Would you transcribe the listing that follows, character for character, and omit its images?

┏━━

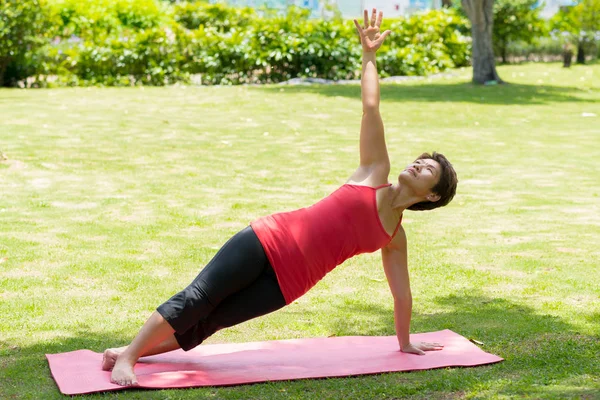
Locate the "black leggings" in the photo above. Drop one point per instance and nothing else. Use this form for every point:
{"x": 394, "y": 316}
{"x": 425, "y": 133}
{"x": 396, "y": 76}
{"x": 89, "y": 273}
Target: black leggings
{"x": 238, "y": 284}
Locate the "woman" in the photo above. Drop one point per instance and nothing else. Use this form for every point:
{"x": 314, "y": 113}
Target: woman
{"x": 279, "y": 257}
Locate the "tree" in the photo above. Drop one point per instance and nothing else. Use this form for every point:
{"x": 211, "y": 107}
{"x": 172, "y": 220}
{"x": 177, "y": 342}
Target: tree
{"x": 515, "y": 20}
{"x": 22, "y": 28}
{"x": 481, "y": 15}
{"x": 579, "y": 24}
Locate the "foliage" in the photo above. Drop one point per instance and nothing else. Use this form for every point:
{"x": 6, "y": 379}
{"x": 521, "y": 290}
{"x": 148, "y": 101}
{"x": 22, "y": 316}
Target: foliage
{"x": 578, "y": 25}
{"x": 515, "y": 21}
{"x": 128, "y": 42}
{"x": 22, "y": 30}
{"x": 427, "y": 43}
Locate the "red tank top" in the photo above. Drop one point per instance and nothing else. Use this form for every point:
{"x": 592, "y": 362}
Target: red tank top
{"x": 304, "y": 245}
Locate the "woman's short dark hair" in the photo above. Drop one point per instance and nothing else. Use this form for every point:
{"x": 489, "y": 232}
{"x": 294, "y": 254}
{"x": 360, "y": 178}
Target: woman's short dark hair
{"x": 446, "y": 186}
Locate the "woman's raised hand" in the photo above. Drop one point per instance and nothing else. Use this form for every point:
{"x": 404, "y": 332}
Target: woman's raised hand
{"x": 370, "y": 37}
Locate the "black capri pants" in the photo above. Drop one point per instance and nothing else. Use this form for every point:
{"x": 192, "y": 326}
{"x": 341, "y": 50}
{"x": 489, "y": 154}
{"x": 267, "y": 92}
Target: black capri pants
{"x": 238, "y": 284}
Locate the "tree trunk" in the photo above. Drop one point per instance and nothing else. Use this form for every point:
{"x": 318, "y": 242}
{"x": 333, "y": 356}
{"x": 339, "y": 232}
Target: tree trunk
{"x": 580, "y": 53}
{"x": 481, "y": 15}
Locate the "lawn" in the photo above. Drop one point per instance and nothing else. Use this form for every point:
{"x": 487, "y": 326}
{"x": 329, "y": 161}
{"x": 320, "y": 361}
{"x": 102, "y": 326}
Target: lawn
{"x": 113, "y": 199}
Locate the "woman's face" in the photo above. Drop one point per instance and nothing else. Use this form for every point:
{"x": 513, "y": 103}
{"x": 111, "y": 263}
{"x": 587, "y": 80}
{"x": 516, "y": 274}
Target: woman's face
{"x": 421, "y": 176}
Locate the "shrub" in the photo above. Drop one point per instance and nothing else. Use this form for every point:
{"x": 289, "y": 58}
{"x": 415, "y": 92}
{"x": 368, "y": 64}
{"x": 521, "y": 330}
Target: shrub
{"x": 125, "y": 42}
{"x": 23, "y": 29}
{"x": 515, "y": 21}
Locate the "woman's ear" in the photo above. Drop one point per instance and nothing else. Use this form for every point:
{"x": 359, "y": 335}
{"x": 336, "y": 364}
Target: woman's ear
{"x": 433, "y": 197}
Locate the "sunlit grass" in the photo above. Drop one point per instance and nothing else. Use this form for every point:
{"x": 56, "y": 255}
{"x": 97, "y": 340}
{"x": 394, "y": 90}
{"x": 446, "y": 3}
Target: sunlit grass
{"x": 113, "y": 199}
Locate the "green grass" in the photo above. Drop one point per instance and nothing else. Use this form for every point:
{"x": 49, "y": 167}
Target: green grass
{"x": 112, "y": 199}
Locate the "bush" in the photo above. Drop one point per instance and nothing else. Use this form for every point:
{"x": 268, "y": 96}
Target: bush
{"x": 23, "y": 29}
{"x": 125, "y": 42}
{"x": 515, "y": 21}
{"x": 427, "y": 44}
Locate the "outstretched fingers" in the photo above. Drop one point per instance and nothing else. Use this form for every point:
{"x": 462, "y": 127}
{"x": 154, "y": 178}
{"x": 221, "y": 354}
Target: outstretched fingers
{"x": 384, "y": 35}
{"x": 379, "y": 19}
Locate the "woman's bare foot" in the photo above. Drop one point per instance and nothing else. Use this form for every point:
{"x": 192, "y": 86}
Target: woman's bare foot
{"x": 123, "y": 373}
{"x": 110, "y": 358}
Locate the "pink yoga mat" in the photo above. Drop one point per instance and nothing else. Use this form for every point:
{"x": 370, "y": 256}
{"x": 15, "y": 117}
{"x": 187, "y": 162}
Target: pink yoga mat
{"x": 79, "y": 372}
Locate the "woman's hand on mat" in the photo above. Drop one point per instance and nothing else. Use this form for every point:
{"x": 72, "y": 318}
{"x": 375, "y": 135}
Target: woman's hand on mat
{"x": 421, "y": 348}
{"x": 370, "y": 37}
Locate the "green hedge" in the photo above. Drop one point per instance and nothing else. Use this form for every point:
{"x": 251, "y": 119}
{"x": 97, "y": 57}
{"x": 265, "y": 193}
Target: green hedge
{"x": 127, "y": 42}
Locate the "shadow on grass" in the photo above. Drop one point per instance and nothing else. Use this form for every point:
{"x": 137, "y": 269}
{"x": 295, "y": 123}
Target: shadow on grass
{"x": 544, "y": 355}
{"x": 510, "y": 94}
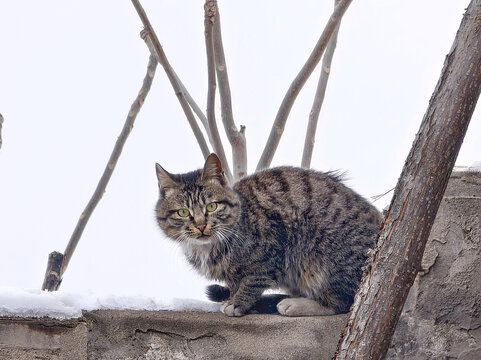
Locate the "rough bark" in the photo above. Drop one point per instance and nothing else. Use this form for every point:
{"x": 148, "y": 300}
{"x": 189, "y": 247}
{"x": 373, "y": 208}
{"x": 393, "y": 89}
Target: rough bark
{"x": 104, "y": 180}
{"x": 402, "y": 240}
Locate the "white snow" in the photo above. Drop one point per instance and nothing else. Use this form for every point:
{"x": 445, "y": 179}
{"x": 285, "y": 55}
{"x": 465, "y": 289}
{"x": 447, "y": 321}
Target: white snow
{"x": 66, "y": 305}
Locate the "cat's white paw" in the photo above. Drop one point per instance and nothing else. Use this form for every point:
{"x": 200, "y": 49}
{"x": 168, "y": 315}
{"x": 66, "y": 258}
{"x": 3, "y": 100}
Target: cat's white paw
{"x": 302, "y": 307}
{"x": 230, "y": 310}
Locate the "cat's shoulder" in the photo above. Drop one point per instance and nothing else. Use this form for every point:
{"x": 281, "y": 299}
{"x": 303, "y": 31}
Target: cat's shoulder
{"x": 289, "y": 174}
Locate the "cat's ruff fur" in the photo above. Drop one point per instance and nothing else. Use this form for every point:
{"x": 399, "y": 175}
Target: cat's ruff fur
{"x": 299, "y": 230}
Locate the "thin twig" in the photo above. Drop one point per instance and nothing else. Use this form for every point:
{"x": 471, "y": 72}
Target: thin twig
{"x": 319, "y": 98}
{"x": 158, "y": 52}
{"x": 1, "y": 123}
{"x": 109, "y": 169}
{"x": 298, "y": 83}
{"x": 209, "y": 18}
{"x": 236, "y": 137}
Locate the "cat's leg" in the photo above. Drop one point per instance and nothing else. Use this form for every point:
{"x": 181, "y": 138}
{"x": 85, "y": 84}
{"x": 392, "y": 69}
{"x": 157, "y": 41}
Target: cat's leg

┗━━

■ CORRECT RESPONSE ■
Locate the "black leggings" in the photo above. Drop one point per instance and nothing else. Use this form for every point:
{"x": 394, "y": 316}
{"x": 425, "y": 133}
{"x": 396, "y": 76}
{"x": 89, "y": 273}
Target: black leggings
{"x": 238, "y": 284}
Locate the "woman" in the photo above. Drop one point per instance and nothing else. Use this form for every point:
{"x": 314, "y": 113}
Target: woman
{"x": 279, "y": 257}
Locate the "tree" in the photo above. Drop one point per instance and nothing else. Use this form for every point:
{"x": 211, "y": 107}
{"x": 172, "y": 220}
{"x": 177, "y": 342}
Target: tree
{"x": 515, "y": 20}
{"x": 22, "y": 28}
{"x": 481, "y": 15}
{"x": 579, "y": 24}
Locate the "foliage" in the photo above. Drop one point per instance and nothing else. Use this form for every point:
{"x": 6, "y": 379}
{"x": 521, "y": 290}
{"x": 148, "y": 101}
{"x": 22, "y": 316}
Target: foliage
{"x": 578, "y": 25}
{"x": 515, "y": 21}
{"x": 128, "y": 42}
{"x": 22, "y": 30}
{"x": 427, "y": 43}
Locate the "red tank top" in the photo above. Drop one point per instance and nothing else. Use this form for every point:
{"x": 592, "y": 362}
Target: red tank top
{"x": 304, "y": 245}
Locate the "woman's short dark hair" in the photo above. Drop one point per instance and nothing else. Use this form for every point:
{"x": 489, "y": 232}
{"x": 294, "y": 254}
{"x": 360, "y": 178}
Target: woman's short dark hair
{"x": 446, "y": 186}
Locate the "woman's raised hand" in the photo above. Drop one point per instance and nothing else. Use this form for every point:
{"x": 404, "y": 332}
Target: woman's raised hand
{"x": 370, "y": 37}
Locate the "black capri pants" in the photo above. Drop one point per instance and nothing else. Use this form for every point:
{"x": 192, "y": 326}
{"x": 341, "y": 50}
{"x": 489, "y": 154}
{"x": 267, "y": 92}
Target: black capri pants
{"x": 238, "y": 284}
Locate the "tree trunk" in the photo above. Drop one point per instance and nothing else. Use this form for every point:
{"x": 318, "y": 242}
{"x": 333, "y": 356}
{"x": 339, "y": 232}
Target: tree trunk
{"x": 580, "y": 53}
{"x": 481, "y": 15}
Locate the "lawn" in the photo above. Drop one point per instance and nothing else. Use this form for every point:
{"x": 487, "y": 326}
{"x": 329, "y": 161}
{"x": 320, "y": 361}
{"x": 102, "y": 326}
Target: lawn
{"x": 113, "y": 199}
Locate the "woman's face" in the photo above. Drop one point per instance and nothing else. Use this form for every point:
{"x": 513, "y": 103}
{"x": 111, "y": 263}
{"x": 587, "y": 80}
{"x": 516, "y": 274}
Target: woman's face
{"x": 421, "y": 176}
Locate the "shrub" in the photo above. Drop one point per instance and nothing else. Use this form for every point:
{"x": 289, "y": 58}
{"x": 415, "y": 92}
{"x": 368, "y": 64}
{"x": 521, "y": 330}
Target: shrub
{"x": 125, "y": 42}
{"x": 23, "y": 29}
{"x": 515, "y": 21}
Locate the "woman's ear" in the photo above. Drop one point per instance and nothing else. Use this form for every point:
{"x": 359, "y": 335}
{"x": 336, "y": 364}
Target: woman's ear
{"x": 433, "y": 197}
Locate the "sunlit grass" in the photo above. Drop one point per instance and nothing else. Use this form for every point:
{"x": 56, "y": 255}
{"x": 97, "y": 340}
{"x": 394, "y": 90}
{"x": 446, "y": 3}
Target: sunlit grass
{"x": 113, "y": 199}
Locate the "green grass" in the photo above. Drop one point per instance and nothing else. Use this form for every point:
{"x": 49, "y": 167}
Target: green grass
{"x": 112, "y": 199}
Locate the "bush" in the photo above. Drop one point per instance and nothing else. Use this form for every point:
{"x": 268, "y": 96}
Target: bush
{"x": 23, "y": 29}
{"x": 125, "y": 42}
{"x": 515, "y": 21}
{"x": 427, "y": 44}
Locate the "outstretched fingers" in the photo above. Drop one point per instance and nothing else. Use this form for every point:
{"x": 462, "y": 127}
{"x": 154, "y": 178}
{"x": 221, "y": 354}
Target: outstretched fingers
{"x": 384, "y": 35}
{"x": 379, "y": 19}
Locate the "woman's bare foot" in the photo above. Drop one point per instance and nothing else. Use this form for every point:
{"x": 192, "y": 86}
Target: woman's bare foot
{"x": 123, "y": 373}
{"x": 110, "y": 358}
Locate the "pink yoga mat" in the photo above. Drop one point per instance and nothing else. Use this form for every point:
{"x": 370, "y": 256}
{"x": 15, "y": 117}
{"x": 187, "y": 162}
Target: pink yoga mat
{"x": 79, "y": 372}
Locate the "woman's hand on mat" in the photo above. Drop one point per instance and nothing else. Use this form for every point:
{"x": 72, "y": 318}
{"x": 375, "y": 135}
Target: woman's hand on mat
{"x": 421, "y": 348}
{"x": 370, "y": 37}
Locate the "green hedge" in the photo above. Drop one point per instance and nothing else. Use this form for every point:
{"x": 251, "y": 119}
{"x": 97, "y": 57}
{"x": 265, "y": 193}
Target: green hedge
{"x": 127, "y": 42}
Locate the "shadow on grass" in the photo above. Drop one point per instance and nothing else. Use this form for every point:
{"x": 137, "y": 269}
{"x": 295, "y": 123}
Target: shadow on grass
{"x": 544, "y": 355}
{"x": 510, "y": 94}
Locate the "rough bark" in the photo above. Drop one point per instance and nothing else. Use this form for every point:
{"x": 148, "y": 300}
{"x": 189, "y": 247}
{"x": 373, "y": 208}
{"x": 393, "y": 89}
Target: rough bark
{"x": 104, "y": 180}
{"x": 402, "y": 240}
Locate the "white snow" in the photo above. Drop one point per instance and nothing else. Use this form for every point:
{"x": 445, "y": 179}
{"x": 285, "y": 55}
{"x": 465, "y": 289}
{"x": 447, "y": 321}
Target: white snow
{"x": 66, "y": 305}
Locate the "cat's white paw" in the photo above. Drop one point per instance and nothing else. Use this form for every point:
{"x": 200, "y": 49}
{"x": 168, "y": 315}
{"x": 66, "y": 258}
{"x": 3, "y": 100}
Target: cat's white paw
{"x": 302, "y": 307}
{"x": 230, "y": 310}
Locate the "cat's shoulder" in the photo above. Drop one point per instance and nothing else. Use this form for every point:
{"x": 281, "y": 299}
{"x": 303, "y": 31}
Target: cat's shoulder
{"x": 289, "y": 174}
Locate the "cat's ruff fur" in the photo above. Drop one point per instance and nothing else. Use this form for every point:
{"x": 399, "y": 175}
Target: cat's ruff fur
{"x": 299, "y": 230}
Locate the "thin twig" in the photo above. Drop one point per instance and nothing else. Use this form for every point:
{"x": 471, "y": 72}
Target: thin twig
{"x": 319, "y": 98}
{"x": 158, "y": 52}
{"x": 1, "y": 123}
{"x": 109, "y": 169}
{"x": 298, "y": 83}
{"x": 209, "y": 18}
{"x": 236, "y": 137}
Locate the "cat's leg" in the photo above. Drop one point per instance and nothing else. Use this form for every point:
{"x": 181, "y": 138}
{"x": 85, "y": 84}
{"x": 392, "y": 69}
{"x": 157, "y": 41}
Target: cat's leg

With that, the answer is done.